━━━ SOURCE RECORDS ━━━

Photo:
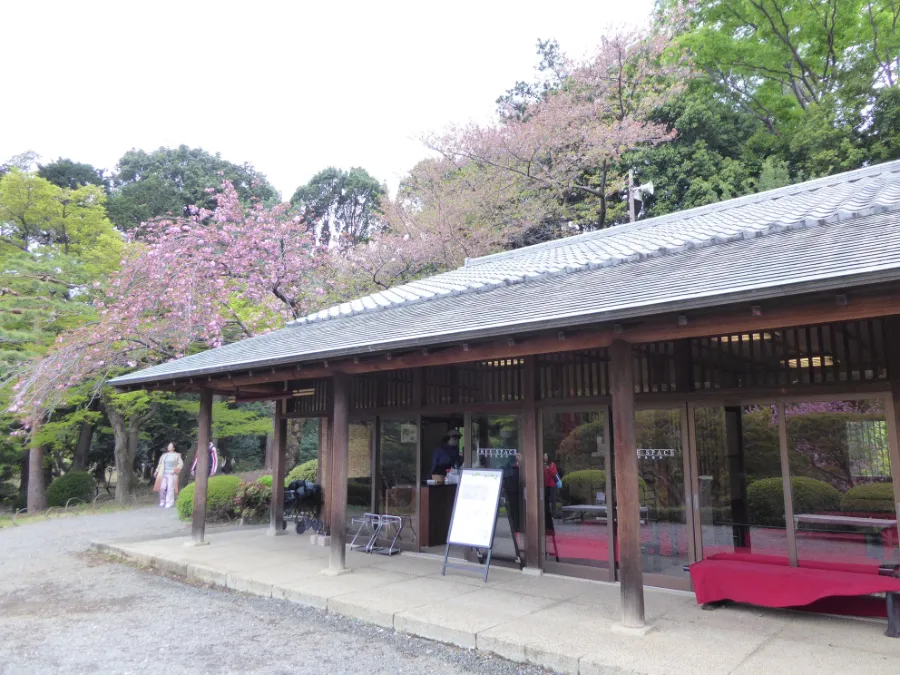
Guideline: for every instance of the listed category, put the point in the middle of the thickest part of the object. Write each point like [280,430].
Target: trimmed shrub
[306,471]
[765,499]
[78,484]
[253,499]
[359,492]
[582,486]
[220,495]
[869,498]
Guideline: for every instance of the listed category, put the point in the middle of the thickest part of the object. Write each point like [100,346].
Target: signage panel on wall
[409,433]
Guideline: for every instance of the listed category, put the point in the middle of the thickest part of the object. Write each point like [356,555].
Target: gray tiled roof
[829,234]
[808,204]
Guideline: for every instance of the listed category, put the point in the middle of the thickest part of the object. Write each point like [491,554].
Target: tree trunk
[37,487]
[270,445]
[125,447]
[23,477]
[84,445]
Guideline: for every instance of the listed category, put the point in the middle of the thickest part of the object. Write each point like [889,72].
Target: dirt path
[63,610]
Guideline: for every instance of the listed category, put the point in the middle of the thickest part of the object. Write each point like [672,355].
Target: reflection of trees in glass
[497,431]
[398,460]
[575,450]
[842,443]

━━━
━━━ SOURCE RECORDS ━━━

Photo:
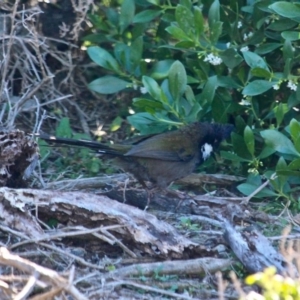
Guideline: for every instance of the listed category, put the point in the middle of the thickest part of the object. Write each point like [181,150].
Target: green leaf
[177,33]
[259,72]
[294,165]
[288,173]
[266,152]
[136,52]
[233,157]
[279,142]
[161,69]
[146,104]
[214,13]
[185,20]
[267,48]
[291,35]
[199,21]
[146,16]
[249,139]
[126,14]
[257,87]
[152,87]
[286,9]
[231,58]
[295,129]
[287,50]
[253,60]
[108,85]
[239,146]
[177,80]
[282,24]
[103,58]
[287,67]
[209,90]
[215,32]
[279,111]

━━━
━━━ SOURCE RECORDS ━━━

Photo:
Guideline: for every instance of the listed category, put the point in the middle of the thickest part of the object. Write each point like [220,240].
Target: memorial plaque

━━━

Going through the lines above one by one, tally those with the word "part" and give only the total.

- [REPLY]: 8